━━━ The data ━━━
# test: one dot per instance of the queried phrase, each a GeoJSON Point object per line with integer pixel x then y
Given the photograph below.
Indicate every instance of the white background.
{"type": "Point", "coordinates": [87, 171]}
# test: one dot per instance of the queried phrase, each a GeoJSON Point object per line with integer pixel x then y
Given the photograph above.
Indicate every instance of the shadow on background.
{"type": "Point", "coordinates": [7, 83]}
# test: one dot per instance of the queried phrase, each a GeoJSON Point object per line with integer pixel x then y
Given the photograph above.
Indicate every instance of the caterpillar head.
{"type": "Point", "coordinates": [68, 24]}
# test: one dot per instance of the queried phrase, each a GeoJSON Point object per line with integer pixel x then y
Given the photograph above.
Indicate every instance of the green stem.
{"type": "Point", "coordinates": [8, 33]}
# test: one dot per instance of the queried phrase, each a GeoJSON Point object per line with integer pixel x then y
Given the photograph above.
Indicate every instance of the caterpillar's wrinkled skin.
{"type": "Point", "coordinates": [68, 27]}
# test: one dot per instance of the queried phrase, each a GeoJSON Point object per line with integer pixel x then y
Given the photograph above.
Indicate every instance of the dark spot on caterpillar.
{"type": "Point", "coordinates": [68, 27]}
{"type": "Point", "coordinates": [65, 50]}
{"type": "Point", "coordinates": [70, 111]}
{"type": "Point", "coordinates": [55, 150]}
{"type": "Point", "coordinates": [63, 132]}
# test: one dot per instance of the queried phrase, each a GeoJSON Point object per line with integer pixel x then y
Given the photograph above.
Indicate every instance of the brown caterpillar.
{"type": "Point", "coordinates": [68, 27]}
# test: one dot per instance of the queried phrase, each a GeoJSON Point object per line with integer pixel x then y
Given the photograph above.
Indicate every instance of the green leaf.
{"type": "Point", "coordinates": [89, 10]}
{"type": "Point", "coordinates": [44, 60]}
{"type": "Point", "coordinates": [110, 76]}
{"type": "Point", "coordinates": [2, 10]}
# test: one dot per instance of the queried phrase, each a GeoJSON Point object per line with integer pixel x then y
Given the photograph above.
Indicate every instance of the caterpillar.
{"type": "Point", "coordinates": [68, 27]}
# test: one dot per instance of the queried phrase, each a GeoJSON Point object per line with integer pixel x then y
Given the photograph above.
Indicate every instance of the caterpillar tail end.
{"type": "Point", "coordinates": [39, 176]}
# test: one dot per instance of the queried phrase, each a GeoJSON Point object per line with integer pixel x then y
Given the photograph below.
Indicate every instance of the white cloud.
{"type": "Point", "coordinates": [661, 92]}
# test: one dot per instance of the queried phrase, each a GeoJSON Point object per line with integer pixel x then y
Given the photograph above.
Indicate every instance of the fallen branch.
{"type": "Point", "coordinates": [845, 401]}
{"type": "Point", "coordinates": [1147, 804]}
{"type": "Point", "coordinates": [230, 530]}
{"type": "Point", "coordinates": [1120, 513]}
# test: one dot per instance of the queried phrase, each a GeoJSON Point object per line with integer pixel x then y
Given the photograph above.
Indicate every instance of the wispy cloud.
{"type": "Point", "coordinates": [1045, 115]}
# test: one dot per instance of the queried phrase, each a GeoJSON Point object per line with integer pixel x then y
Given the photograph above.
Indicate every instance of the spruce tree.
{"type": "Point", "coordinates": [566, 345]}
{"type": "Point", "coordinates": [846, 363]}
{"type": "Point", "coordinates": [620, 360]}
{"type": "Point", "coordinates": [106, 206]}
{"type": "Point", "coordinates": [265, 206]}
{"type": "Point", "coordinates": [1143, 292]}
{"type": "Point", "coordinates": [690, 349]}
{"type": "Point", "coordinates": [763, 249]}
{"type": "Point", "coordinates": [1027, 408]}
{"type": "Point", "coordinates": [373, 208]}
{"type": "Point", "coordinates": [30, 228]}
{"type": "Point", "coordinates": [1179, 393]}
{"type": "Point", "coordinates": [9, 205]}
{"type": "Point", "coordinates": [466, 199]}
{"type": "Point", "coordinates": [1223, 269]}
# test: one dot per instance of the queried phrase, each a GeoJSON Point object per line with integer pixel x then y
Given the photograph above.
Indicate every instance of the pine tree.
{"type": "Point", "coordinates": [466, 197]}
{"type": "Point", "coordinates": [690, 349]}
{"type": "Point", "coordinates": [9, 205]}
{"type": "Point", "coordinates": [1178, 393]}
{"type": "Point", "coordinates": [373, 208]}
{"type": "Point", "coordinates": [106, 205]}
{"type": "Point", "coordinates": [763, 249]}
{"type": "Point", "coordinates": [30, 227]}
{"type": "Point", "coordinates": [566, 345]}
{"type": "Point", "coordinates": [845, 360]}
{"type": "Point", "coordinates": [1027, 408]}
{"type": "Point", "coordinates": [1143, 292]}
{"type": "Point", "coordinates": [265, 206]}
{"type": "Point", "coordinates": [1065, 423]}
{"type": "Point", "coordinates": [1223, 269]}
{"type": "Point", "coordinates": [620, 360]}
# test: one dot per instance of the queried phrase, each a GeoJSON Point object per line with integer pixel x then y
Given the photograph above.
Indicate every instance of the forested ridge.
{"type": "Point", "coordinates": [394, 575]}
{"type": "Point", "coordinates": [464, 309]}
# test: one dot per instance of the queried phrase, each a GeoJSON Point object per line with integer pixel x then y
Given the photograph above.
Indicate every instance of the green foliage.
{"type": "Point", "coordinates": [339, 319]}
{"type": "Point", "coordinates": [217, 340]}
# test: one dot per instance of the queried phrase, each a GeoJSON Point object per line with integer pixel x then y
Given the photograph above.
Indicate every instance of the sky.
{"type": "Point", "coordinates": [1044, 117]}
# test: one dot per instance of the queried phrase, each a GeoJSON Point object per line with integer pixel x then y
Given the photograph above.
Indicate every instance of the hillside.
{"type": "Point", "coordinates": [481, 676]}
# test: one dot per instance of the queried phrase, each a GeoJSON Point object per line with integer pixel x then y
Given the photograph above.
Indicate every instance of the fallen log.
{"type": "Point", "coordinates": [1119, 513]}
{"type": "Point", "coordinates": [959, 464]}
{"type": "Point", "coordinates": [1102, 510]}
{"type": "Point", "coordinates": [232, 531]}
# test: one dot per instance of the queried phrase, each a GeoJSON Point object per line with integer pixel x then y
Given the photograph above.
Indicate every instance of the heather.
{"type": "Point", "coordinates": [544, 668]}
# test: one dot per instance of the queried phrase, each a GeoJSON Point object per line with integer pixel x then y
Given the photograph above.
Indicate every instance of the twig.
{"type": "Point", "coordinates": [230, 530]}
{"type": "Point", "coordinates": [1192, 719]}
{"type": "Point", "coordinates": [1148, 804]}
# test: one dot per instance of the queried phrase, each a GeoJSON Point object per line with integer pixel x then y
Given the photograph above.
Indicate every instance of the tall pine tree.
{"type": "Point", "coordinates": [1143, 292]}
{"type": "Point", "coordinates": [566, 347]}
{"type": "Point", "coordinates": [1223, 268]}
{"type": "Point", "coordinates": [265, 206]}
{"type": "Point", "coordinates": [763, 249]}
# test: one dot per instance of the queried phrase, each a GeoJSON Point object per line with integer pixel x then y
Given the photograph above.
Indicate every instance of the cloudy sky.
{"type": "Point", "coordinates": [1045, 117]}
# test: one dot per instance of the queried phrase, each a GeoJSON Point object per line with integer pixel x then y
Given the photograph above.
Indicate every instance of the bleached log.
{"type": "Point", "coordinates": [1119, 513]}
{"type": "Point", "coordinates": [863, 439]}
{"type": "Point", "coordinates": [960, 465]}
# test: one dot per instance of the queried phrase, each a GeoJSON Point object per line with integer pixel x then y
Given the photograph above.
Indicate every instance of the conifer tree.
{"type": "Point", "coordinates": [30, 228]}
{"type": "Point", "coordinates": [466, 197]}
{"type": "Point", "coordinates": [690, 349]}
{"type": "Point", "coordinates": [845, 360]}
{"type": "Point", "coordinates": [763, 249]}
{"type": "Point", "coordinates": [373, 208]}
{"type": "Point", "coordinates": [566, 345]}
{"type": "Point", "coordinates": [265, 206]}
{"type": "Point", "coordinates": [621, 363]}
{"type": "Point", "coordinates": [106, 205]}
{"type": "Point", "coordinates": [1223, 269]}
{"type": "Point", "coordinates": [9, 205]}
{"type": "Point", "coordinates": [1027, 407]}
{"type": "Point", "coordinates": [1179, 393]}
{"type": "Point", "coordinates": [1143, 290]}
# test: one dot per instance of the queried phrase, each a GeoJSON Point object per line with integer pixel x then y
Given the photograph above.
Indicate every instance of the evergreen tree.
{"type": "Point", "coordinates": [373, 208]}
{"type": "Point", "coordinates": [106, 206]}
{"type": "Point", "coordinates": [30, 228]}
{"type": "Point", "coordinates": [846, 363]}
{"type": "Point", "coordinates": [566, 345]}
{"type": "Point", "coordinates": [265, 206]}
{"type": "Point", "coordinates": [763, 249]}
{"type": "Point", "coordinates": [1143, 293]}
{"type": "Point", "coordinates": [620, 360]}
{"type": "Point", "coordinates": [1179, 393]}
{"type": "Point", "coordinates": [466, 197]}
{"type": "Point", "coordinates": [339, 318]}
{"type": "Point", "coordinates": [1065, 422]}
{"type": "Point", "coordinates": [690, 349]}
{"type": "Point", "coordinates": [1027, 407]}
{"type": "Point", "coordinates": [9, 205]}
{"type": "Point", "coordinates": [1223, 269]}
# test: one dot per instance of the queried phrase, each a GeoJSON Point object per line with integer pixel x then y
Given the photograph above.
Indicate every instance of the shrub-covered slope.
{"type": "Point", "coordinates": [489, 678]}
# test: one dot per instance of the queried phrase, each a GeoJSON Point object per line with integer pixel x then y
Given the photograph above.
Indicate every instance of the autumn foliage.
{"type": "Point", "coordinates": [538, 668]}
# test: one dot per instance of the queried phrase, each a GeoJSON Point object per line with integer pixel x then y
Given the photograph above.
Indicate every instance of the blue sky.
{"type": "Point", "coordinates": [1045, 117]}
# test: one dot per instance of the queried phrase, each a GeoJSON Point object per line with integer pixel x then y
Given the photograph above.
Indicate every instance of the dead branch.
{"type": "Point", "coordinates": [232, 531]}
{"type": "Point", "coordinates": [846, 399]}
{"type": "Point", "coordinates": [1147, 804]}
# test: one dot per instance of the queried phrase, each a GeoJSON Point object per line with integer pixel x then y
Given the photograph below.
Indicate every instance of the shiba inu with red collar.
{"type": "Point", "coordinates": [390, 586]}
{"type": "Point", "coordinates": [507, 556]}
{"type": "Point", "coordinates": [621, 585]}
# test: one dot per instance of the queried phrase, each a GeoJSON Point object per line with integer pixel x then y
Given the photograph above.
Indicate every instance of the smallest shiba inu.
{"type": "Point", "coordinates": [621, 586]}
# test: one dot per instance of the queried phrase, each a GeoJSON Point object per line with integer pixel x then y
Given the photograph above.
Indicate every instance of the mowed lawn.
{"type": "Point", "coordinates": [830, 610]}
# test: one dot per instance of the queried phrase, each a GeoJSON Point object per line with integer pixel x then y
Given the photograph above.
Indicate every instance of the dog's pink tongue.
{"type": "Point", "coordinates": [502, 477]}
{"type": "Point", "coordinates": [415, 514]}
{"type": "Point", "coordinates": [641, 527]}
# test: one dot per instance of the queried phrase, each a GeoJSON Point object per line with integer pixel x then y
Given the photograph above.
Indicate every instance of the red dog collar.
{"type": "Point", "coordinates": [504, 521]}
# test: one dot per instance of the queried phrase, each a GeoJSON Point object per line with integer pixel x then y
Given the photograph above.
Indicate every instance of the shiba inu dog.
━━━
→ The exercise
Report every line of the listing above that contains the string "collar", matching its case exactly. Give each such line in full.

→ Written solution
Indicate every instance of the shiba inu with red collar.
Indicate every instance of the red dog collar.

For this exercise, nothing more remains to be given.